§ **Work to be completed**
Please write out each of the items below word for word, changing nothing.

Records
:::

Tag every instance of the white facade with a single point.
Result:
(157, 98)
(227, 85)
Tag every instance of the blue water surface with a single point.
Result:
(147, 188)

:::

§ **Response to this exercise**
Tag every instance of the white facade with a single point.
Result:
(157, 98)
(227, 85)
Tag every instance of the blue water surface with a single point.
Result:
(147, 188)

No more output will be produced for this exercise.